# Given records
____________________

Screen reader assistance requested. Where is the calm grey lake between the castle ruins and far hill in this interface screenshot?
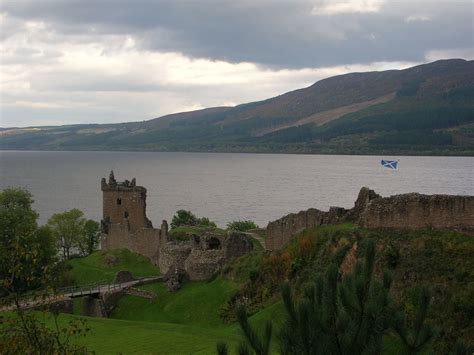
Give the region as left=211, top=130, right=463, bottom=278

____________________

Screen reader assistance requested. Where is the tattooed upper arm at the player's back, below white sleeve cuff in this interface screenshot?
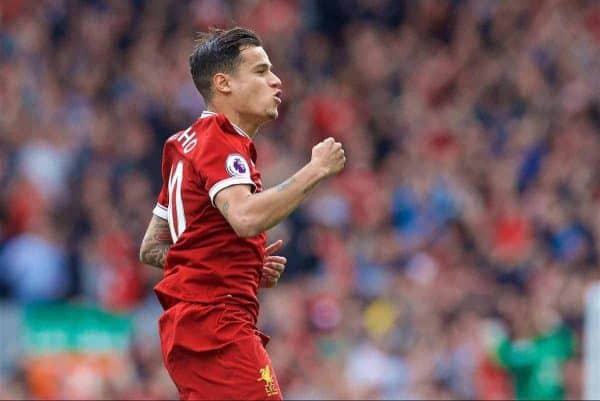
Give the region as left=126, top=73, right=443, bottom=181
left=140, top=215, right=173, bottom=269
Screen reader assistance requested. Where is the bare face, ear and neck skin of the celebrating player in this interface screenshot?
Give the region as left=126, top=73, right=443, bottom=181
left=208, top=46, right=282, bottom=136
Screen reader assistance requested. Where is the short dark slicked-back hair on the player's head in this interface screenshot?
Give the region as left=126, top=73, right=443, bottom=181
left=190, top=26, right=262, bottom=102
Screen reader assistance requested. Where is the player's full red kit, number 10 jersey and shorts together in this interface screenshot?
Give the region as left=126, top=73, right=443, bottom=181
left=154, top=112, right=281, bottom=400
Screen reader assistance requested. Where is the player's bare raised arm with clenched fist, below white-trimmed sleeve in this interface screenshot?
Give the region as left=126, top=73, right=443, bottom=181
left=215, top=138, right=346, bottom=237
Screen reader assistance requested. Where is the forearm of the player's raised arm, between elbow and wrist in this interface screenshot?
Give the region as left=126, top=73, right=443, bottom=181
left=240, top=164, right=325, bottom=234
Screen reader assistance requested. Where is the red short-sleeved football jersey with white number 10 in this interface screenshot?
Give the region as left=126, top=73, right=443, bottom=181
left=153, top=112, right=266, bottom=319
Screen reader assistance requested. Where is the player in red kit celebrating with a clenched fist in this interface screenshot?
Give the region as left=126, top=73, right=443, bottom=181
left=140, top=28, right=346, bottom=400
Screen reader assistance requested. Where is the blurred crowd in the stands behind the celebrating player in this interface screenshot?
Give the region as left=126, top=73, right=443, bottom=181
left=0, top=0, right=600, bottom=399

____________________

# Work to complete
Among the entries above, say how many lines hold the word "fist". No other words belong in the answer.

# Response
2